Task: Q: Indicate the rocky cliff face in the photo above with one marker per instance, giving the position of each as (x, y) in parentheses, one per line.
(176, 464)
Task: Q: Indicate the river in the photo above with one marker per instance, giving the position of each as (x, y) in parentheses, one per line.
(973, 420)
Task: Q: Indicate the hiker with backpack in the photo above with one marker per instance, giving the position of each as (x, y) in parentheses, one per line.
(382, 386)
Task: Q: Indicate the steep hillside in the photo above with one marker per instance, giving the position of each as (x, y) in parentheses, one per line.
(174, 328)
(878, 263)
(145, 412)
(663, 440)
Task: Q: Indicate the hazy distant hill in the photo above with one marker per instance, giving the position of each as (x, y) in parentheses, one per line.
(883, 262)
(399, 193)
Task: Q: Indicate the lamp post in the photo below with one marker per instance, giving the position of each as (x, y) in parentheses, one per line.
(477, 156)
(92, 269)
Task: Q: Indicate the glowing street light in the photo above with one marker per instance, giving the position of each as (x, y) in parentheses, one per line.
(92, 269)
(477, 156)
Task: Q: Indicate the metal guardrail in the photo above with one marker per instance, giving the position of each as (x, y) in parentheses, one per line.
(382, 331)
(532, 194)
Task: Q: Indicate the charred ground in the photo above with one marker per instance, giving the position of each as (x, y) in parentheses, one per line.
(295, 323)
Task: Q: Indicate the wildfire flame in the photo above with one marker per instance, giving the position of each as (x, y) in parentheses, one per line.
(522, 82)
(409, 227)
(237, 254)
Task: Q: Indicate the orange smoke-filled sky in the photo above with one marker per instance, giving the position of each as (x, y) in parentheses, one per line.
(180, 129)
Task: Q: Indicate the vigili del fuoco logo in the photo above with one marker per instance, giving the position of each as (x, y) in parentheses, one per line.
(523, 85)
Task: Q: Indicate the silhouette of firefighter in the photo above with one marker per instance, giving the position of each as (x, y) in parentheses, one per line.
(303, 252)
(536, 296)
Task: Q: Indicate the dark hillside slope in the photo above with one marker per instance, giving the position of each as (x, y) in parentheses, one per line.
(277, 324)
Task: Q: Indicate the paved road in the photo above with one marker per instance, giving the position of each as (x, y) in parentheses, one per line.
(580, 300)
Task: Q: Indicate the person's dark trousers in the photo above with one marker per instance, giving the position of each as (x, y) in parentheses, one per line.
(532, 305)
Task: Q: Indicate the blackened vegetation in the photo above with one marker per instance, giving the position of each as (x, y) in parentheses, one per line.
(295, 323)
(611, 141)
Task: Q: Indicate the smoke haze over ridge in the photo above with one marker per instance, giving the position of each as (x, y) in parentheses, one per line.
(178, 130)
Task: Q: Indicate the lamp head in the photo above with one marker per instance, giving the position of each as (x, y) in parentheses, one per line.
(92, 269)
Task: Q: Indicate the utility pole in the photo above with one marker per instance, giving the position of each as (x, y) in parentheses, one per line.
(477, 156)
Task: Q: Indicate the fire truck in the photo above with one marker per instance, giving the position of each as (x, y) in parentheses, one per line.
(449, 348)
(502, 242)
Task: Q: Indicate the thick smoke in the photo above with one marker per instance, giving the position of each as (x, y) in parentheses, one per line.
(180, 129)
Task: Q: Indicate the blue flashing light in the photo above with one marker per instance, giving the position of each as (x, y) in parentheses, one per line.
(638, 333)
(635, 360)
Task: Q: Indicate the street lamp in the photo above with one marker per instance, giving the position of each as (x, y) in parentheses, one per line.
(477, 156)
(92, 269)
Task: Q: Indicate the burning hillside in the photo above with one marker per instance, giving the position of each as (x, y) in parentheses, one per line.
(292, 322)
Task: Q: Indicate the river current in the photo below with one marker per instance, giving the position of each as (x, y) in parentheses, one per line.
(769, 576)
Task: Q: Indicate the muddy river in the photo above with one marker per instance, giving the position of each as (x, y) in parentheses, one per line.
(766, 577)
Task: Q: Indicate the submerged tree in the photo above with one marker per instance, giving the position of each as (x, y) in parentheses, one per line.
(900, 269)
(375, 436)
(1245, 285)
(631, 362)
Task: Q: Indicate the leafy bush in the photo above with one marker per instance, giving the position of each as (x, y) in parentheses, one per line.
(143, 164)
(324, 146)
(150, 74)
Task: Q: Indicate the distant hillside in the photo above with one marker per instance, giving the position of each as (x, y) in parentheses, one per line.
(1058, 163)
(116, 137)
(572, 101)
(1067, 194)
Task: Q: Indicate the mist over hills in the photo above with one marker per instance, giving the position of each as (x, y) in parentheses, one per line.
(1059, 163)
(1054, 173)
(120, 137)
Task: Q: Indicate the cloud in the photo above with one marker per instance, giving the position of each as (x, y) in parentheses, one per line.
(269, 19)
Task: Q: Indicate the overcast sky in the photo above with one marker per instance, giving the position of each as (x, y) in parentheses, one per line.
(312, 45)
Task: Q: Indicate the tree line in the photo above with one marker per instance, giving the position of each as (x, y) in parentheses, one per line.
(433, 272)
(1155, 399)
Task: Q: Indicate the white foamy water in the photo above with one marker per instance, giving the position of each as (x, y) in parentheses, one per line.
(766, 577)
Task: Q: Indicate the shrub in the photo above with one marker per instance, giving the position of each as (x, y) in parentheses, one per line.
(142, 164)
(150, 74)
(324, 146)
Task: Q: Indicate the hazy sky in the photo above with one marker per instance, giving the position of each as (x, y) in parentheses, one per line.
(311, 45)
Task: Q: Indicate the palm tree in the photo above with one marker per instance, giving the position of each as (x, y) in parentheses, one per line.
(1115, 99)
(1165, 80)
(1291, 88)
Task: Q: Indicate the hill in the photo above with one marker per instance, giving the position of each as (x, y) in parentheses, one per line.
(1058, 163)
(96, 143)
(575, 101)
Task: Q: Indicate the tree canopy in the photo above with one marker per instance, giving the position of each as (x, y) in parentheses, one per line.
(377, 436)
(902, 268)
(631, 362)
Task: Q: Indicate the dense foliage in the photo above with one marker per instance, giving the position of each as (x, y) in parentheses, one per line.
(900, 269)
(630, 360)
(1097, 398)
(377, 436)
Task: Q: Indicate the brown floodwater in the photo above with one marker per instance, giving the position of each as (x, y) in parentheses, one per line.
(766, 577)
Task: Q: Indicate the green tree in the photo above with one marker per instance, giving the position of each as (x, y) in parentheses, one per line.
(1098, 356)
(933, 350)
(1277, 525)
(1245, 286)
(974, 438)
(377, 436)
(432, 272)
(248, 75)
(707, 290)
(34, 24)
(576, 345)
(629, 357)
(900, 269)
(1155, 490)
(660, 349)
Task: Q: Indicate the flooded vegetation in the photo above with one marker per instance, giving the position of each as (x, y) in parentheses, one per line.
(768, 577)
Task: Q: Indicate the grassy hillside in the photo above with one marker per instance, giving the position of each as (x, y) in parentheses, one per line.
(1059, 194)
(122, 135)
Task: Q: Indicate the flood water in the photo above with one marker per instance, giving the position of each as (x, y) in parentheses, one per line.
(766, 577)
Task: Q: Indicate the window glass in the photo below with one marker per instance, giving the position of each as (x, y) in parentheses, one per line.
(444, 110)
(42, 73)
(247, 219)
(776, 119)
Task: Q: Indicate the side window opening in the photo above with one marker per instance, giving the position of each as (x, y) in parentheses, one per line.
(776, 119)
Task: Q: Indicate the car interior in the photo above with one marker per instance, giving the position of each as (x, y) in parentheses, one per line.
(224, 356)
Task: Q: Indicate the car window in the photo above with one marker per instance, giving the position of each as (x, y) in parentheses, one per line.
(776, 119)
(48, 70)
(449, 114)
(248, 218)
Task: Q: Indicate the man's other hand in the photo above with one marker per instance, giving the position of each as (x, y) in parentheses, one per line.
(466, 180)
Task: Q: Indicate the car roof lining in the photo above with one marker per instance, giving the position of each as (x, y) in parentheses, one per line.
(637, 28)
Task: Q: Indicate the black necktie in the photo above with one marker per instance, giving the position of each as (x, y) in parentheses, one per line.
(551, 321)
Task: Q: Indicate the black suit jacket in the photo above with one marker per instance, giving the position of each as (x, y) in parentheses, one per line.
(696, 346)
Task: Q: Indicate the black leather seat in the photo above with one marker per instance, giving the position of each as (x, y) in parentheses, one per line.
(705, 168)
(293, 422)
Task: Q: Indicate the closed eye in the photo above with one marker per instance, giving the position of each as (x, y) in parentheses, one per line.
┄┄┄┄┄┄
**What to do**
Give an exact copy of every line from the one holding "Task: Q: Indicate the side" through the end of the records, both included, and no other lines.

**Response area**
Task: Q: Indicate the side window opening in the photo above with one marker per instance, giving the position of each as (x, y) in parentheses, one per line.
(776, 119)
Task: Q: Indicate the car interior in the photo above with one marker per instance, giving the position of each as (x, y) in parentheses, one per line.
(224, 356)
Task: Q: Indicate the car window in the photo above with one marker per instance, giving the position of each as (x, y) in parentheses, one per line.
(776, 119)
(48, 70)
(449, 114)
(248, 218)
Task: Q: Indicate the man's other hand in the photo above with one marker per instance, giving the position of each as (x, y) in parentheses, one per line.
(466, 180)
Task: Q: Indicate the car roof lining in the photo above with one marker per instance, giving the position of each as (x, y) in parentheses, one per line.
(637, 28)
Task: Q: Indicate the black necktie in the photo above with one marker per instance, giving the position of each as (x, y) in parentheses, one per line.
(551, 321)
Task: Q: Indicate the black suit jacket in the photo above with one marker per instance, giving the position of each as (x, y) in parentheses, one per line.
(696, 346)
Task: Q: Indicate the black leather seat in the photo above with one marker per instance, giving the position of each as (x, y) in parentheses, one per line.
(705, 168)
(293, 422)
Task: Q: Indicate the closed eye in the photo above with one marker per instance, giving the position of each as (x, y) in parentheses, one per line.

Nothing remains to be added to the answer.